==== Makale

“Üç büyük”lerimizin üçüncüsü İzmir, tarihsel mirasa
bütçesinden “en büyük” payın ayrıldığı kentimiz... “Büyük düşünen”lerin geçmiş
için harcadıkları ise bütçelerinin en “küçük” dilimi... İstanbul, Ankara ve
İzmir’in bültenlerine bakın. Restorasyonlar bir yana, antik “Smyrna”nın gün
ışığına çıkması için arkeolojik alanlardaki binaları “kamulaştırarak” yıkan tek
belediye İzmir...
Ankara’yı yönetenler, kent düşmanı kavşaklarıyla övünürlerken tarihi çevreye
ilgisizlikte Türkiye şampiyonu oldular... Bütçesi birçok bakanlıktan fazla olan
İstanbul’da da Suriçi ve Beyoğlu’ndaki eski semtlerde “çöküntü süreci” 15 yıldır
devam ederken, tarihe duyarsızlık yüzünden UNESCO her yıl azarlıyor... İzmir’de
ise Piriştina’nın başlattığı ve Aziz Kocaoğlu’nun yaygınlaştırarak sürdürdüğü
“tarihi ve kültürel mirasın belediye bütçesiyle kurtarılması ve yaşatılması”
projelerine ayrılan kaynaklar rekor düzeylere tırmandı.

========
==== Sağlanan veriler

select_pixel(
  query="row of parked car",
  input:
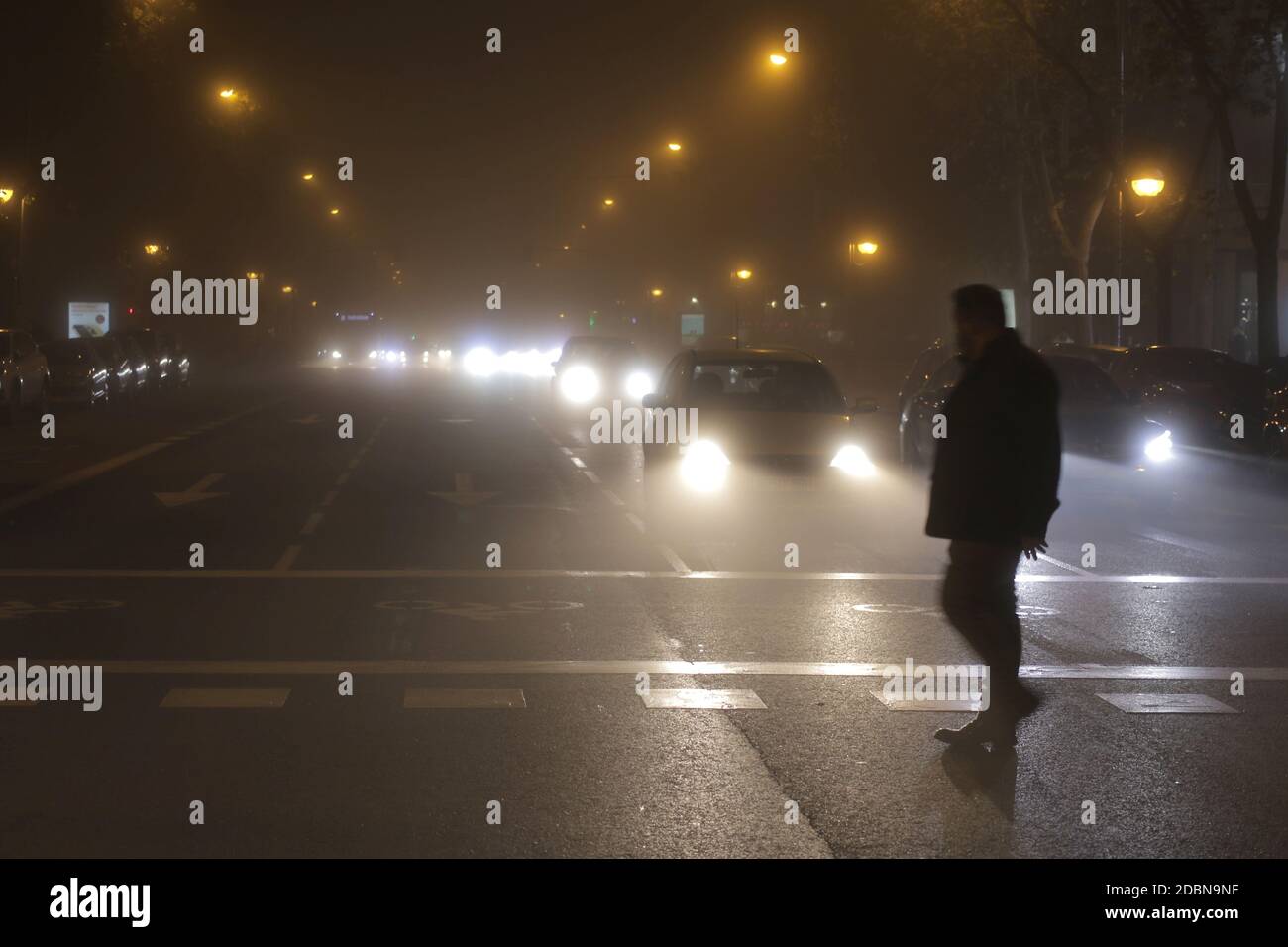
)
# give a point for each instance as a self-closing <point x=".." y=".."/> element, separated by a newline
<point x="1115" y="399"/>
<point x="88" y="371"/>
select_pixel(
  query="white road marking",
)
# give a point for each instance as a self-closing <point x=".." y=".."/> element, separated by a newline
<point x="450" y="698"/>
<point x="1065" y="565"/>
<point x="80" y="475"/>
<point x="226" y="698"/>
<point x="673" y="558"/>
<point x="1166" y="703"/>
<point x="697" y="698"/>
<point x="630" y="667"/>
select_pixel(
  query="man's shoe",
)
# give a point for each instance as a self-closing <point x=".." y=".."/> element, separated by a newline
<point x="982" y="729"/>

========

Makalede "Ankara’yı yönetenler, kent" sözlerinden "rekor düzeylere tırmandı." sözlerine kadar uzanan bölümün tamamını hiçbir değişiklik yapmadan yeniden yazın. Yalnızca makaledeki bilgileri kullanın.

Ankara’yı yönetenler, kent düşmanı kavşaklarıyla övünürlerken tarihi çevreye
ilgisizlikte Türkiye şampiyonu oldular... Bütçesi birçok bakanlıktan fazla olan
İstanbul’da da Suriçi ve Beyoğlu’ndaki eski semtlerde “çöküntü süreci” 15 yıldır
devam ederken, tarihe duyarsızlık yüzünden UNESCO her yıl azarlıyor... İzmir’de
ise Piriştina’nın başlattığı ve Aziz Kocaoğlu’nun yaygınlaştırarak sürdürdüğü
“tarihi ve kültürel mirasın belediye bütçesiyle kurtarılması ve yaşatılması”
projelerine ayrılan kaynaklar rekor düzeylere tırmandı.